Set of tasks:
a – Using the article about the Toms River anti-drug forum, explain in one to three sentences how Jesse came to suffer severe brain damage.
b – Continue the article about the Toms River anti-drug forum from its final sentence.

Article:
::::::::::

More than 5,000 people packed into the Pine Belt Arena in Toms River on Tuesday, May 27, for an anti-drug forum aimed especially at the rise in heroin and prescription drug use in Ocean County. Rocker Richie Sambora was the big name draw for the event, but it was West Milford's Maureen Morella who had quite an impact on those present. Morella was one of the featured speakers. She and her son, Jesse, who suffered severe brain damage when he was just 16 after snorting heroin, brought "Jesse's Journey" to the shore.

Morella told Jesse's story, as she has at many high schools throughout the state including here in West Milford. Jesse was a 16-year-old high school student at Pequannock High School in 2004 when he experimented with heroin. He snorted it and his body didn't handle it. He vomited in his sleep, aspirated and nearly died. Instead, he suffered devastating damage to his body. He could no longer, walk, talk, eat or drink. He had to relearn all of the things he learned as a toddler. His life and the lives of his parents and brother were forever changed. And that's the message Morella brings with her as she spreads the message of Jesse's Journey: decisions have consequences.

The audience in Toms River last month listened intently as Morella was the first of the guest speakers at this forum entitled "Can We Talk...Are You Listening?" She told the group of students, parents, educators and drug counselors that everyone is just one decision away from severe consequences.

"You are one decision away from the consequence of a lifetime," said Morella.

Sambora shares his experience
She and Jesse, who turned 26 just a week after the event, remained on stage as special guest Sambora took to it. The guitarist from Bon Jovi is a New Jersey native, growing up in Woodbridge. He told the crowd that he has first-hand experience with addiction, in his case to prescription drugs. But, he said, he has lost many friends and members of his bands to heroin.

::::::::::

[Detection examples]
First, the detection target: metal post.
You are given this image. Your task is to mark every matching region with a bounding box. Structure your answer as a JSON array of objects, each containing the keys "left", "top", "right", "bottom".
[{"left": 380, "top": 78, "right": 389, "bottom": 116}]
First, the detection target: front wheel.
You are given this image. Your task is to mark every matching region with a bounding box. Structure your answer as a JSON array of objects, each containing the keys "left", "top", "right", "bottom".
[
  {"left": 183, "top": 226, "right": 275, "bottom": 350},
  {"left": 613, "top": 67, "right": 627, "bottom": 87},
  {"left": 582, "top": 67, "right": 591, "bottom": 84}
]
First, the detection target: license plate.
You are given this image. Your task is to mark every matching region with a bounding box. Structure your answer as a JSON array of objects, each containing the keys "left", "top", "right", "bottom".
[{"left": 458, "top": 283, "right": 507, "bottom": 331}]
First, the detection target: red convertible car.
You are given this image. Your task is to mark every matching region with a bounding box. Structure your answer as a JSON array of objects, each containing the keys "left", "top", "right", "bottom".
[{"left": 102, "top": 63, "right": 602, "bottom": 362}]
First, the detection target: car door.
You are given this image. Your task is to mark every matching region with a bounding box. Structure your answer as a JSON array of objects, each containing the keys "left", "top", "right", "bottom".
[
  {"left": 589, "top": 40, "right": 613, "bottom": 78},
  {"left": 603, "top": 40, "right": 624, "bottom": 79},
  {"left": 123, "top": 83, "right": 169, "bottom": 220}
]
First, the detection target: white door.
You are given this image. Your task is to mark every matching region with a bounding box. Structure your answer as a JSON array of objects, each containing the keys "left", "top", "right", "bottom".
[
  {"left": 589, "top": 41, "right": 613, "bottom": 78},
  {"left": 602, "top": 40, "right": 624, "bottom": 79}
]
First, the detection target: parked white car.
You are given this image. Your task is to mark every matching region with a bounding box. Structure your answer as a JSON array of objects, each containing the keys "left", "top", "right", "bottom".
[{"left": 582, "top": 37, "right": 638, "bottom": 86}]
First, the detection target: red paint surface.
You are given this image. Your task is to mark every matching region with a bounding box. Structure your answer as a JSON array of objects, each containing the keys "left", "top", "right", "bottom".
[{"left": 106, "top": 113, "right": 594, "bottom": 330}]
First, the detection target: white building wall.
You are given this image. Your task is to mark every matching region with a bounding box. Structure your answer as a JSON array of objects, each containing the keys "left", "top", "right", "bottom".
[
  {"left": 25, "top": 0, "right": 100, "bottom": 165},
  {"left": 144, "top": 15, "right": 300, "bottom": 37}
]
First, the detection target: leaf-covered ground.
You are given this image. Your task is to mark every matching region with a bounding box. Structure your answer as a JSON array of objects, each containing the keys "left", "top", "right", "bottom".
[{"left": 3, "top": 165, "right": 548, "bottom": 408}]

::::::::::

Task results:
a – At 16, Jesse snorted heroin and his body didn't handle it. He vomited in his sleep and aspirated, which nearly killed him and left him with devastating damage.

b –
"I’m here tonight because I’ve lost too many friends to this battle," said Sambora. "I’m here tonight because I know personally how difficult that battle with addiction can be. But I fought it and I’m blessed to be here happier and healthier and stronger than ever."

With the Manchester High School Choir as his backup singers, Sambora sang "Lean On Me" and a soulful version of "Livin' On A Prayer." He then debuted a new song for the crowd, "Lighthouse," written as encouragement for those struggling with addiction. Proceeds from the single, he said, will go to building a rehab facility in Ocean County.

Ocean County stats

To begin the forum, Ocean County Prosecutor Joseph D. Coronato gave some sobering statistics of heroin use in the county. Not unlike Passaic County and many other areas throughout the state and in New York, heroin is on the rise. And the heroin is purer than it's ever been. In 2013, from Jan. 1 through May 23, 51 people died in Ocean County from drug overdoses. This year, in the same time period, that number dropped to 28. That is because of Narcan, a drug recently approved to give to people who have overdosed.

"We can't be scared silent"

"I’m here tonight as a member of this Jersey community which is losing too many of our kids to drugs," said Sambora, "and leaving too many families devastated."

He said he as a father of a teenage girl, he is scared.

"But we can’t be scared silent. And we can’t be paralyzed by fear."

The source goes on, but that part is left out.